- _Problem requirements_
Edit the lines from the first one through the line holding "negative clicks: (68, 362) (59, 256)", inclusive, replacing "rough mask" with "coarse mask" and changing nothing else. Return only those lines, without the pictures.

Top of The data

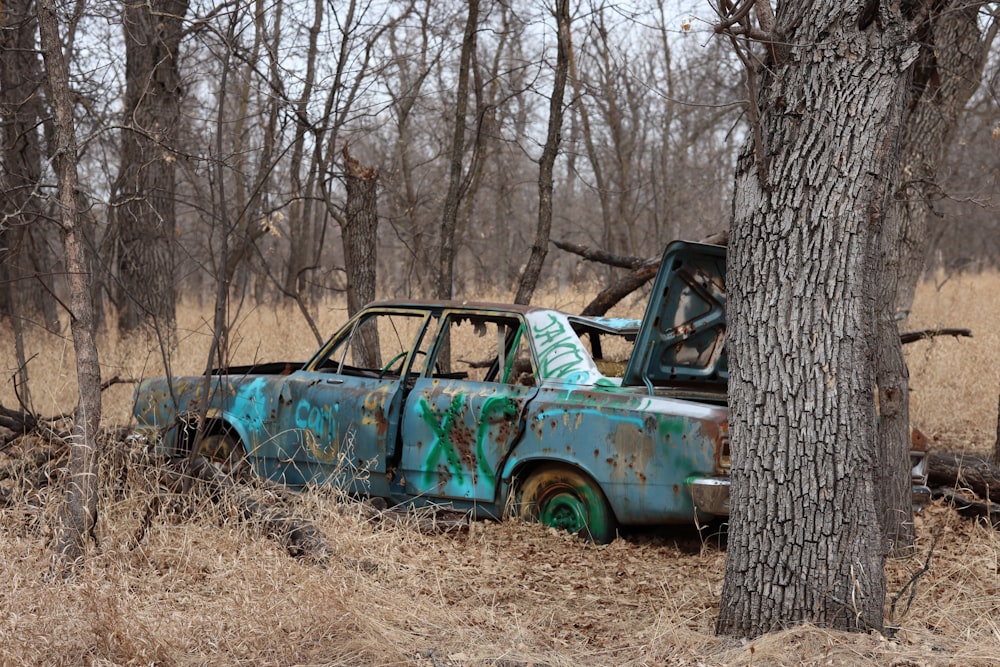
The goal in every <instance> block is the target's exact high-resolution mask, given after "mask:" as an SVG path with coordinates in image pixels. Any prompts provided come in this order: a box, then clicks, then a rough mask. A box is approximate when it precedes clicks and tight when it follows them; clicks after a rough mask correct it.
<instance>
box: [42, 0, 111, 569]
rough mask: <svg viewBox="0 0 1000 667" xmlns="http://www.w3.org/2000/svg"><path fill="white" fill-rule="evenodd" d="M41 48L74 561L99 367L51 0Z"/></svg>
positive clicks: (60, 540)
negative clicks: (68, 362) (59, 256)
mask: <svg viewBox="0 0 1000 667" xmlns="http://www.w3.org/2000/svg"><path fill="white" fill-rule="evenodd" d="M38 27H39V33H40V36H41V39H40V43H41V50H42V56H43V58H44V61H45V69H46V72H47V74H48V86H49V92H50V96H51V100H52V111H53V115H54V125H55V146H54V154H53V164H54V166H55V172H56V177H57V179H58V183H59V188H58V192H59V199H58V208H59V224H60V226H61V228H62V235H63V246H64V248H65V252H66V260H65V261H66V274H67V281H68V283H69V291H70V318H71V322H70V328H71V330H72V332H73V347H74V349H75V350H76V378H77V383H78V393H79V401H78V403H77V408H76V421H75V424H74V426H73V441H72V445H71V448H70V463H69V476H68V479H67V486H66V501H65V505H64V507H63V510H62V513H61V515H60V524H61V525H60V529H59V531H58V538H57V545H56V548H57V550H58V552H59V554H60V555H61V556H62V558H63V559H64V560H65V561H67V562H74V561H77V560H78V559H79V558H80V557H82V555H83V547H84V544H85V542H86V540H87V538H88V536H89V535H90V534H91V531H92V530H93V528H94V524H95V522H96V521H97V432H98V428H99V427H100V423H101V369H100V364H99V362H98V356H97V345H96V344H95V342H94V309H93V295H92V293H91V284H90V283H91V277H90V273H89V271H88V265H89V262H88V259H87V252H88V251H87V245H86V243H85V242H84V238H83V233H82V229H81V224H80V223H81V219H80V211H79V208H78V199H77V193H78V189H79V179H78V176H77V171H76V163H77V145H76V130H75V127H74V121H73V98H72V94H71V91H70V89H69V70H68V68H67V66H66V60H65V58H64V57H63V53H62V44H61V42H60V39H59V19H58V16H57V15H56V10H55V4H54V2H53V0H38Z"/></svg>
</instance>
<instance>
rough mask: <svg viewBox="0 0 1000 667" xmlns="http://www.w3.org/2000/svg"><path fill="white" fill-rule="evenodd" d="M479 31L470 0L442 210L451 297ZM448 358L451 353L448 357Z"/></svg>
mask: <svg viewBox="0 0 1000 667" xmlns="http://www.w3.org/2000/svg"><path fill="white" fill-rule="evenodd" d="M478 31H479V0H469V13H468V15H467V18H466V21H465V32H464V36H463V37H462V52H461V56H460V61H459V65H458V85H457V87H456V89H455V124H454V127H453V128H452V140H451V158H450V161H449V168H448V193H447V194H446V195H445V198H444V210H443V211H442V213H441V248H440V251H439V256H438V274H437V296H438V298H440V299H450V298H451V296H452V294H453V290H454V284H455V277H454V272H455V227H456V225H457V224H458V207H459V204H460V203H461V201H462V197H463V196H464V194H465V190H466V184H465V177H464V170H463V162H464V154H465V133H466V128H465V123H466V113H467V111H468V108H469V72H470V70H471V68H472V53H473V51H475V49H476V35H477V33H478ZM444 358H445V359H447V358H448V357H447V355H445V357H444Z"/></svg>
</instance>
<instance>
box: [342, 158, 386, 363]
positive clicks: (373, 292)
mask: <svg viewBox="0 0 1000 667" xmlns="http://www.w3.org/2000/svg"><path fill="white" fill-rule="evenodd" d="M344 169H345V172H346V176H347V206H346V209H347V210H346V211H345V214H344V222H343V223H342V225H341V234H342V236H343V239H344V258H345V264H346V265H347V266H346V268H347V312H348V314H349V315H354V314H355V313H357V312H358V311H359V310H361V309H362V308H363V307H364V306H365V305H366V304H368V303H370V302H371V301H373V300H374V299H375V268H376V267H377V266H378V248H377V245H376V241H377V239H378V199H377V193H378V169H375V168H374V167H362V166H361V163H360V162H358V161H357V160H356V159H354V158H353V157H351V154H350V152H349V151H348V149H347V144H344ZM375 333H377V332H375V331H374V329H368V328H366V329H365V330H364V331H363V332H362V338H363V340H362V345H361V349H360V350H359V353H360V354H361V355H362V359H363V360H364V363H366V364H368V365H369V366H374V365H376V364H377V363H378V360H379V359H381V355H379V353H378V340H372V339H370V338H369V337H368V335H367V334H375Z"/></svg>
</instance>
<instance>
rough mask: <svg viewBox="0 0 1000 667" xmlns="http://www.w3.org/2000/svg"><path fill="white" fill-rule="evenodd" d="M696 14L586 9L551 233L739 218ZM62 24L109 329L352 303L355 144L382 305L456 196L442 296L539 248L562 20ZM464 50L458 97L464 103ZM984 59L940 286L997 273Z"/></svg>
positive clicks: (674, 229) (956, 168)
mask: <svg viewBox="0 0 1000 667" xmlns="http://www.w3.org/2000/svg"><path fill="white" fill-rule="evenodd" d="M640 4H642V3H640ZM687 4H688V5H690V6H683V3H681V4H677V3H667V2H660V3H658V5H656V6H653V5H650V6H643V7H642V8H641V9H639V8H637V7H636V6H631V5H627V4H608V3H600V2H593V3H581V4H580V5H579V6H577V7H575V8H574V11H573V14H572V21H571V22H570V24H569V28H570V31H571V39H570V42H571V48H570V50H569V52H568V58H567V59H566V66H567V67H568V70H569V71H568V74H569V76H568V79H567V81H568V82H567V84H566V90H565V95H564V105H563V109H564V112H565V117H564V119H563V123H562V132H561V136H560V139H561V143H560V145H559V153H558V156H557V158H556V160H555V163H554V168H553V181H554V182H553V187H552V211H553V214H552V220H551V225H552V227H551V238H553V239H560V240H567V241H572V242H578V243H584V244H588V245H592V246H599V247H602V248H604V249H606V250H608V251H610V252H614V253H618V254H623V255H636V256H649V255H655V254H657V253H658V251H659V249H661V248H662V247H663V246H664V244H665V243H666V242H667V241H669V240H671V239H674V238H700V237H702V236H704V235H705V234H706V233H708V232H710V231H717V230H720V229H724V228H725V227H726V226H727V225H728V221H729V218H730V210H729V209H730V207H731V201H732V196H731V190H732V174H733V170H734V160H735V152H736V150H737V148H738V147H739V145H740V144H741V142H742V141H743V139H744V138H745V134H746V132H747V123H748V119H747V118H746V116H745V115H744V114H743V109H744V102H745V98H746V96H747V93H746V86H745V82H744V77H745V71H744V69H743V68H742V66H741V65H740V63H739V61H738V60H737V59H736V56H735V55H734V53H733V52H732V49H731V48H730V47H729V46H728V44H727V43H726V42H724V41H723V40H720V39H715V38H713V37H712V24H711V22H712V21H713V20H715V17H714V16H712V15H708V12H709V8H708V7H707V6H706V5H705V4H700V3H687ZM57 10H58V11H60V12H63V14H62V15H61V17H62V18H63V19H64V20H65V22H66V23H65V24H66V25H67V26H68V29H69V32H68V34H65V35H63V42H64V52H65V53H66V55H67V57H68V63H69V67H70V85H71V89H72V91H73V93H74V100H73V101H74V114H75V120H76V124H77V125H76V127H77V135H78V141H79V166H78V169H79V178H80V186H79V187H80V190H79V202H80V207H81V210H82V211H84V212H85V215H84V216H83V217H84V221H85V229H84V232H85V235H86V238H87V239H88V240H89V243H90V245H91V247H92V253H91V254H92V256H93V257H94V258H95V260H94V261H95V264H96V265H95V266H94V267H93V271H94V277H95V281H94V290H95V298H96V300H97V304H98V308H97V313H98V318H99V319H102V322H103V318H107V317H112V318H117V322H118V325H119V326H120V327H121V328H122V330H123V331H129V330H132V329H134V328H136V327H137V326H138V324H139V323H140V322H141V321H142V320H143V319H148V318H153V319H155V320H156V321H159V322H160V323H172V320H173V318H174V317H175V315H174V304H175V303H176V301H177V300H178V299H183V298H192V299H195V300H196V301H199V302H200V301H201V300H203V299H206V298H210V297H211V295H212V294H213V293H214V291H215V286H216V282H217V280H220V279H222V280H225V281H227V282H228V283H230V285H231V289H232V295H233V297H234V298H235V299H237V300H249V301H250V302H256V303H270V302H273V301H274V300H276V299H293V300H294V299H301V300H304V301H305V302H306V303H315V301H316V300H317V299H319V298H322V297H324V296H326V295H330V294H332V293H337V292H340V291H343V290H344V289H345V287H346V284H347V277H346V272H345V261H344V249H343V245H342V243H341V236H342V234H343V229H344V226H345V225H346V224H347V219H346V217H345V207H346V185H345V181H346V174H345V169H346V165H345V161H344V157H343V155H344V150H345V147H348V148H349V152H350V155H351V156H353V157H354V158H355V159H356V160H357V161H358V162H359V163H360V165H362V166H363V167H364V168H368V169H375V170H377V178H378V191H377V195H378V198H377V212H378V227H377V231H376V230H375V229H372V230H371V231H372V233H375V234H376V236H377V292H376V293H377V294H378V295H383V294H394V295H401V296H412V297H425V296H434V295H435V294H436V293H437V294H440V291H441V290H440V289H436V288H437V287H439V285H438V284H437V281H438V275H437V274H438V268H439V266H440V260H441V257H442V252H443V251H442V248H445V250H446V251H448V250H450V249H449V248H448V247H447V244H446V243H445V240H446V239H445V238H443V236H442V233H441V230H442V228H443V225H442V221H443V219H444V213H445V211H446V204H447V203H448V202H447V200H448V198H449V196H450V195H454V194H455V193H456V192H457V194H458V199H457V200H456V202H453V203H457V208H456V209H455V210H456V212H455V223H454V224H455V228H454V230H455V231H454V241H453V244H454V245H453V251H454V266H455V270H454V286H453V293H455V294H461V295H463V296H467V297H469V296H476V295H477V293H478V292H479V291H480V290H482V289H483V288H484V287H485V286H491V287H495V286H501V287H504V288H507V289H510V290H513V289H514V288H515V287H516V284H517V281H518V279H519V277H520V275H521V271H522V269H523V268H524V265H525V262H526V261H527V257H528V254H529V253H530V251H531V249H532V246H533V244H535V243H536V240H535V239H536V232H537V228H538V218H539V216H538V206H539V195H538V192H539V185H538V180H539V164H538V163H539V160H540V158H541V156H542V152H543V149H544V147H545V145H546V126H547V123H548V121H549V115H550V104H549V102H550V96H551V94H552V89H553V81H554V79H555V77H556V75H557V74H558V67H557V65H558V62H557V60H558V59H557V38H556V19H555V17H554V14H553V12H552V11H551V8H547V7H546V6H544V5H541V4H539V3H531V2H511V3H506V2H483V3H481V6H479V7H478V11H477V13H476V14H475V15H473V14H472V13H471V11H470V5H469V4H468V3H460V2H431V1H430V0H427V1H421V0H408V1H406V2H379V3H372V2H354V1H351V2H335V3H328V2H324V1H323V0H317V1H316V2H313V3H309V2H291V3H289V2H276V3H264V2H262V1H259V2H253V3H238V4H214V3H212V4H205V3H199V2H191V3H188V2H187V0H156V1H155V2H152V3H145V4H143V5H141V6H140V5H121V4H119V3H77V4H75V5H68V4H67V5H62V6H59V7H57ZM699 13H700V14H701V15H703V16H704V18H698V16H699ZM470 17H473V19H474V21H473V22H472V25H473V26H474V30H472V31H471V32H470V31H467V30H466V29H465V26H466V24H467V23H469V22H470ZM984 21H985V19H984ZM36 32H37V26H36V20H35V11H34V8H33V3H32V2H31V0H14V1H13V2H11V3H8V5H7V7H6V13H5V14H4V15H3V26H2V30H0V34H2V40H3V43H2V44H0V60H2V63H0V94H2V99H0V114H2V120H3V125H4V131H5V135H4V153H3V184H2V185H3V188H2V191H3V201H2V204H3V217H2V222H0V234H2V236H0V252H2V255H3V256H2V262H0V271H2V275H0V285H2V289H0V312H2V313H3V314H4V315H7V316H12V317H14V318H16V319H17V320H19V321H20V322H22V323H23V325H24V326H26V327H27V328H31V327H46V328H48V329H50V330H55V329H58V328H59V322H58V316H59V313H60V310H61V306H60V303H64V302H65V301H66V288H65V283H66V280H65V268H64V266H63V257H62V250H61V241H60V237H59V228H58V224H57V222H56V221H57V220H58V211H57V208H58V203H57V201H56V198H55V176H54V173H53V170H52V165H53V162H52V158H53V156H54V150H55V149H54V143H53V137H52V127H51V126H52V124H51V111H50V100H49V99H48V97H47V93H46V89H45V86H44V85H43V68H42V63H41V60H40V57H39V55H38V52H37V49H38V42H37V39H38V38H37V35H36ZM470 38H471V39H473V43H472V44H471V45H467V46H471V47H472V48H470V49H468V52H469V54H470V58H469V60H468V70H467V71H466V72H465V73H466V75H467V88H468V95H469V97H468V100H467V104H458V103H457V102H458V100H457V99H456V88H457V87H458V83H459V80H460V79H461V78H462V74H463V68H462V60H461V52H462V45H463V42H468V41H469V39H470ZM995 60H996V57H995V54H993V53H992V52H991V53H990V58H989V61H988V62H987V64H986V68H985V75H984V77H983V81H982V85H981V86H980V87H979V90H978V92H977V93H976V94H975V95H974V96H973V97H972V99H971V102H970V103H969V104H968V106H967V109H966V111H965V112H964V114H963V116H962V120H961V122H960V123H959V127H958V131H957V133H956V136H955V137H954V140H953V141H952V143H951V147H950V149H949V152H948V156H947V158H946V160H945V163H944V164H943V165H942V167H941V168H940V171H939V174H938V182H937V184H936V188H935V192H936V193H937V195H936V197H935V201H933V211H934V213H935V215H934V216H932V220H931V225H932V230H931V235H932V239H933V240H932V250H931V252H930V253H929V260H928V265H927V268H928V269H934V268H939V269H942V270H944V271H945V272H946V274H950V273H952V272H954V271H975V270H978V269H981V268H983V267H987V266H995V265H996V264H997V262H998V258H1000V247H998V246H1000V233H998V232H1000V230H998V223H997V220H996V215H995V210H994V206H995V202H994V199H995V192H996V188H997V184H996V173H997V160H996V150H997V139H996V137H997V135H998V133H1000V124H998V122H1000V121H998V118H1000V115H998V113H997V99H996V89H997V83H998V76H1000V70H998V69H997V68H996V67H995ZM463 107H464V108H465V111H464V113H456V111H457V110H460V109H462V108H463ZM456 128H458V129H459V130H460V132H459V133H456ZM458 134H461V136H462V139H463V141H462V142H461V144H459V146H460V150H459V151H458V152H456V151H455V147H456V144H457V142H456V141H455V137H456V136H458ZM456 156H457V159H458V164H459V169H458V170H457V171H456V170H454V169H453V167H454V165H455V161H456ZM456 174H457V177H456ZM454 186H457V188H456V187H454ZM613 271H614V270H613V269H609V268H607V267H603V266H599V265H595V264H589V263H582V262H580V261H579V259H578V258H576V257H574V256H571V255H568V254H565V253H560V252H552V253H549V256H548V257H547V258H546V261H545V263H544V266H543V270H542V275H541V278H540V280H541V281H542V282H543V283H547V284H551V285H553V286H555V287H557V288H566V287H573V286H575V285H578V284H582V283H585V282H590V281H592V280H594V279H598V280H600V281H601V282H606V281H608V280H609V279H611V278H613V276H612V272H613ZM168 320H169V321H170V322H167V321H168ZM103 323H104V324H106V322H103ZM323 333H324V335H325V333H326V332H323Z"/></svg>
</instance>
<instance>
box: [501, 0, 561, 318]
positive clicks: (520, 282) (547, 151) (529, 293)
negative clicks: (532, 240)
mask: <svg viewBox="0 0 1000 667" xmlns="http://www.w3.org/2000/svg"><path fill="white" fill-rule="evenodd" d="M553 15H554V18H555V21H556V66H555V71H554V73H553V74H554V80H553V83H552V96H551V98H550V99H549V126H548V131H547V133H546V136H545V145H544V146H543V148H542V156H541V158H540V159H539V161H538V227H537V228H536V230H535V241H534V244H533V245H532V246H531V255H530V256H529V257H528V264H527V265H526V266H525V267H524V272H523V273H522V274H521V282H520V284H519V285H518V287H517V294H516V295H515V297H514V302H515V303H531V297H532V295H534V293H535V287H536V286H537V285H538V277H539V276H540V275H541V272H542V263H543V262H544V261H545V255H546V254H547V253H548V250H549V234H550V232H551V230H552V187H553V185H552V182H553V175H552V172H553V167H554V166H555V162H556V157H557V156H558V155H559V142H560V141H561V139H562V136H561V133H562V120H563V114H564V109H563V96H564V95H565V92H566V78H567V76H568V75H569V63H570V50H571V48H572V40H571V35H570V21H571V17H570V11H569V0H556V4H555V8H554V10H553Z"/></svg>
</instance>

Bottom of The data

- _Answer to the problem_
The goal in every <instance> block is the target's exact high-resolution mask, given after "mask:" as an SVG path with coordinates in image pixels. Any prompts provided come in this order: a box, then clicks, then a coarse mask. A box is approximate when it precedes clicks and tight when it follows them; clicks after a coarse mask correct it.
<instance>
box: [42, 0, 111, 569]
coarse mask: <svg viewBox="0 0 1000 667" xmlns="http://www.w3.org/2000/svg"><path fill="white" fill-rule="evenodd" d="M41 48L74 561L99 367L51 0Z"/></svg>
positive clicks: (60, 540)
negative clicks: (68, 362) (59, 256)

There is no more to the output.